List every line in the records below that contains the word "open".

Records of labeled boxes
★ ★ ★ ★ ★
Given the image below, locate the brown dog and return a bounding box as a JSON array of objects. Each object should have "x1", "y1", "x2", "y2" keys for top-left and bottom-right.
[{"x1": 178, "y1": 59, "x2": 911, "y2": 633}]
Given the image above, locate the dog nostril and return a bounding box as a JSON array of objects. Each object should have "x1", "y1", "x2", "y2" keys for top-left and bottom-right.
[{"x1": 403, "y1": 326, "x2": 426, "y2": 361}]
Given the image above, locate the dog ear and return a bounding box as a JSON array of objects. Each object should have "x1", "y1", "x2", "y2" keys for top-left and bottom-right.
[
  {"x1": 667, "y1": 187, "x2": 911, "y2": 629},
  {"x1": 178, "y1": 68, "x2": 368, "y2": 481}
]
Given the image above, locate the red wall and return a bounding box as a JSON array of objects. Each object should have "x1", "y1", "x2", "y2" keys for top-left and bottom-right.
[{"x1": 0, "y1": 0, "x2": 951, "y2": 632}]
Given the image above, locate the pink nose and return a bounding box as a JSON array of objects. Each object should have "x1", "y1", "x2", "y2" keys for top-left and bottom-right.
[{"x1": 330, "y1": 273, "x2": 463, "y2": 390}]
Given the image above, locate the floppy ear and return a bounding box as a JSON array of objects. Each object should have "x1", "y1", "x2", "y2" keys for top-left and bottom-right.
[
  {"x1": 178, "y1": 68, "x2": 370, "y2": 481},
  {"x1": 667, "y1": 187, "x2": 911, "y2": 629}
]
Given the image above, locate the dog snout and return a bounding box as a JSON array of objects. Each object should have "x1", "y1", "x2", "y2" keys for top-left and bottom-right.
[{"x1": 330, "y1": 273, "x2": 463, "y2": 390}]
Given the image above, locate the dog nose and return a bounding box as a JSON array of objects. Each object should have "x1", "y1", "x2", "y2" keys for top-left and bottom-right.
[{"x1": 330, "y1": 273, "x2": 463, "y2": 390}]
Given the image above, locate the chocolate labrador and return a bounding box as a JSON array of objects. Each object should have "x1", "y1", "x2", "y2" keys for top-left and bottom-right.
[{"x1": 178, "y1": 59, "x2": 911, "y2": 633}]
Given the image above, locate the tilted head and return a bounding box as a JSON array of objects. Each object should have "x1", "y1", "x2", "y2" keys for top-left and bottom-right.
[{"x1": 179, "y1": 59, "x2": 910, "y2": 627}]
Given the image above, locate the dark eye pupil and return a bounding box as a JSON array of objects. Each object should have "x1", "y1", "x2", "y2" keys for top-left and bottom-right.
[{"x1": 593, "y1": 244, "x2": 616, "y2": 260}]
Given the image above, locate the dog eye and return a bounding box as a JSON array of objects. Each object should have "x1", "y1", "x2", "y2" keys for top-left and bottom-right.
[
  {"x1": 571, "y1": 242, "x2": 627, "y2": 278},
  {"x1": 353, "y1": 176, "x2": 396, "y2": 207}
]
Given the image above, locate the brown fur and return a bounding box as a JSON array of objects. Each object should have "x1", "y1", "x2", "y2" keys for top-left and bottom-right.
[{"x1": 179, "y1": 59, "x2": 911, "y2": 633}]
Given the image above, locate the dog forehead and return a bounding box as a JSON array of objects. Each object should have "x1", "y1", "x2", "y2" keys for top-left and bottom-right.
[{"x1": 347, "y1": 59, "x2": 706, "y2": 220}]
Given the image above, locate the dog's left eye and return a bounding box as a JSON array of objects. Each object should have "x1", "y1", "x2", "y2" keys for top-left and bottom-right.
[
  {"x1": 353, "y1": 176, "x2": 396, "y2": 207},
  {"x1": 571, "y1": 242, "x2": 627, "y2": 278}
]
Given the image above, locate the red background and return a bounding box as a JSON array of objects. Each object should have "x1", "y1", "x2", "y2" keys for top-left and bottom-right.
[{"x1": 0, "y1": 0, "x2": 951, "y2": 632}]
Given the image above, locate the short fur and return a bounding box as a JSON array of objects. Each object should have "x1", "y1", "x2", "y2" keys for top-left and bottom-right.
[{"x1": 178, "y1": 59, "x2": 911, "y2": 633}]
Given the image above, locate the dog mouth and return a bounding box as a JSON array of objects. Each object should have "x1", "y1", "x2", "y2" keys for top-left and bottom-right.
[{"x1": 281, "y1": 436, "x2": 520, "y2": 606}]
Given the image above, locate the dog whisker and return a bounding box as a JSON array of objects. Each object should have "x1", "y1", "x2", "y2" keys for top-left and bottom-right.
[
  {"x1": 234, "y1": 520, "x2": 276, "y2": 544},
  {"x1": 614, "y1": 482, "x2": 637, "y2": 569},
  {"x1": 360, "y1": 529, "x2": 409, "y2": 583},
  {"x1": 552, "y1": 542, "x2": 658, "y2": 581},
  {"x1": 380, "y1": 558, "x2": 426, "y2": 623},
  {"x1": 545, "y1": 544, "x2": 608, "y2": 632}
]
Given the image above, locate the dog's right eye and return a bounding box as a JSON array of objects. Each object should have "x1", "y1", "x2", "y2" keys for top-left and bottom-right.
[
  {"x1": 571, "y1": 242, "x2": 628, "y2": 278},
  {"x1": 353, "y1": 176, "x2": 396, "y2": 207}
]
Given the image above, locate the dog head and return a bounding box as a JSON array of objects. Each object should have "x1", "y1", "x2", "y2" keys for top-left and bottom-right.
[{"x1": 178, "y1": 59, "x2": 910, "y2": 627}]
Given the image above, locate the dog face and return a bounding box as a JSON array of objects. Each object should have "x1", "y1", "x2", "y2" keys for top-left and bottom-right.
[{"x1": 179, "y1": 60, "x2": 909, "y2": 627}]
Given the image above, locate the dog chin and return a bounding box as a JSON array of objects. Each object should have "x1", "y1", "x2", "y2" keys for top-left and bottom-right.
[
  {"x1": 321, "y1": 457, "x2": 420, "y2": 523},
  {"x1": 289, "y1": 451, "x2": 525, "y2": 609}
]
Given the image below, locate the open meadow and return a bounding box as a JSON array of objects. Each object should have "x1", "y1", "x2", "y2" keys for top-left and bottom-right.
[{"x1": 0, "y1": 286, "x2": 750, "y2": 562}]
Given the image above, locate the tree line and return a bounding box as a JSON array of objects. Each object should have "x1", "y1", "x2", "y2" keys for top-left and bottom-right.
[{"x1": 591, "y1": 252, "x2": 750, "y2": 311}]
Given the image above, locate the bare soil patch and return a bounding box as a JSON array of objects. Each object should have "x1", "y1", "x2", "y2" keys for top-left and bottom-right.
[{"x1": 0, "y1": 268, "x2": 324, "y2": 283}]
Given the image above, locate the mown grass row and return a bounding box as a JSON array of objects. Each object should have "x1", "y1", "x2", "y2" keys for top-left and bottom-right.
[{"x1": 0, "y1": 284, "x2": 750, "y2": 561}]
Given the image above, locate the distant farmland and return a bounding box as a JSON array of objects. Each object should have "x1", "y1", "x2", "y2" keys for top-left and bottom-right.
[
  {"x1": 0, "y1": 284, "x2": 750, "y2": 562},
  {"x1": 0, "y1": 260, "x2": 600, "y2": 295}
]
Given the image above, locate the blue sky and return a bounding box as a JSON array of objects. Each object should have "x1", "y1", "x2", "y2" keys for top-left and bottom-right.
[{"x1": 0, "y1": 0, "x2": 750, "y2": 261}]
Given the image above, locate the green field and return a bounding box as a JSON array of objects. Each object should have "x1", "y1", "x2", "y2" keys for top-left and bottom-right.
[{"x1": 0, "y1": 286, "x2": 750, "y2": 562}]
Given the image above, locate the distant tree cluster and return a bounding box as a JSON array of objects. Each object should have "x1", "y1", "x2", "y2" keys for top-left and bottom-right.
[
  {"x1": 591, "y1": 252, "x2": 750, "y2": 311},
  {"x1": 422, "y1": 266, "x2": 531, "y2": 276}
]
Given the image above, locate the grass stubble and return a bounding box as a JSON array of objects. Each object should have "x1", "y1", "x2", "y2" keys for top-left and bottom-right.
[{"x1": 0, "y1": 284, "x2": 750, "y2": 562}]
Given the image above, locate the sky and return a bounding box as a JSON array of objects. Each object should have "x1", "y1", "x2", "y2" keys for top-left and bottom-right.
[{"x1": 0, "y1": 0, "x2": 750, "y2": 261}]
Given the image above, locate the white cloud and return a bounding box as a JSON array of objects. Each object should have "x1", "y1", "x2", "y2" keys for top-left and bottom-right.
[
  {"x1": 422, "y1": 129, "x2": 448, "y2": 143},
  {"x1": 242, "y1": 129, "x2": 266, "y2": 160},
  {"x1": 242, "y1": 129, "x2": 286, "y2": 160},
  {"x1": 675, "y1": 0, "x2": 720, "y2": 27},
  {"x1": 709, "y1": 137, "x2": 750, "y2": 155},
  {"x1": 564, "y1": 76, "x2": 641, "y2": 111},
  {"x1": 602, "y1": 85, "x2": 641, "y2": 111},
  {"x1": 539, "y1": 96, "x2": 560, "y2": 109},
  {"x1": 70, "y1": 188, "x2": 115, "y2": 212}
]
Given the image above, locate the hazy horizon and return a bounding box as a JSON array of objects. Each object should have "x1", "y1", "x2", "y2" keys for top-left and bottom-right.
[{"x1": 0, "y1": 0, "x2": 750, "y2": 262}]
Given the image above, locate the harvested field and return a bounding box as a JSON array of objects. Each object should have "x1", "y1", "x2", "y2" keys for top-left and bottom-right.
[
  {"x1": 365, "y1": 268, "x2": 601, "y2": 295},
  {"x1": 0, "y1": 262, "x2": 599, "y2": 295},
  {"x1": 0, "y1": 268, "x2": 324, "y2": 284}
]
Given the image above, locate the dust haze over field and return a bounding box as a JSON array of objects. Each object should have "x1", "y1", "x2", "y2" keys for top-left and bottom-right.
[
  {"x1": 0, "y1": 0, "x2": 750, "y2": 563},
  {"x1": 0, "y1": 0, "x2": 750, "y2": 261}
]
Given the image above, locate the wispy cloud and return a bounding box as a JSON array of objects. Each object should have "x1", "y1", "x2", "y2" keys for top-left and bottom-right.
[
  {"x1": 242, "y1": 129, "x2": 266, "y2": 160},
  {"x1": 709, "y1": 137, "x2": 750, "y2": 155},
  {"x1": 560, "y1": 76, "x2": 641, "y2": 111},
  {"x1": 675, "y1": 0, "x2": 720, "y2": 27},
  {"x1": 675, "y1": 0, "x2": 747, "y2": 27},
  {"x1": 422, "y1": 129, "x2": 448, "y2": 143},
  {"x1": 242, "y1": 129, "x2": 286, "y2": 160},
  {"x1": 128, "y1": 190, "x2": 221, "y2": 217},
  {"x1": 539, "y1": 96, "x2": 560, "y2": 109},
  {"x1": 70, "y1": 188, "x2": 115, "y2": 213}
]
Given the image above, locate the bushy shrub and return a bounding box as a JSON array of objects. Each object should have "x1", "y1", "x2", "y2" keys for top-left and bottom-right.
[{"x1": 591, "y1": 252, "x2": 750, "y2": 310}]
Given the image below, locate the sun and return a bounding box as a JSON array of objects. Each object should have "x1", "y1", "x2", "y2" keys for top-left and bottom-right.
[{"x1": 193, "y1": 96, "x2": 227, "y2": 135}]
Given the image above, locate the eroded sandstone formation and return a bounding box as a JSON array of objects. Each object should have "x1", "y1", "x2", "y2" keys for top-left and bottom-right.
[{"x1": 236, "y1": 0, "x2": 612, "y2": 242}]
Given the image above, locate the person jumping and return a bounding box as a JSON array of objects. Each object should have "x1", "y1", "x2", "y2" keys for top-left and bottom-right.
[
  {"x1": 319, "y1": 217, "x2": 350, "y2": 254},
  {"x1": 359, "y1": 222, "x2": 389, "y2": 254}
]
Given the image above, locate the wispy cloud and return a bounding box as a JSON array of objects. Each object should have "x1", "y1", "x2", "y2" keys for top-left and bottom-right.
★ ★ ★ ★ ★
SOLVED EXERCISE
Given the image below, locate the open meadow and return a bounding box as a JSON array of objects. Each object should have "x1", "y1", "x2", "y2" keys for top-left and bottom-right.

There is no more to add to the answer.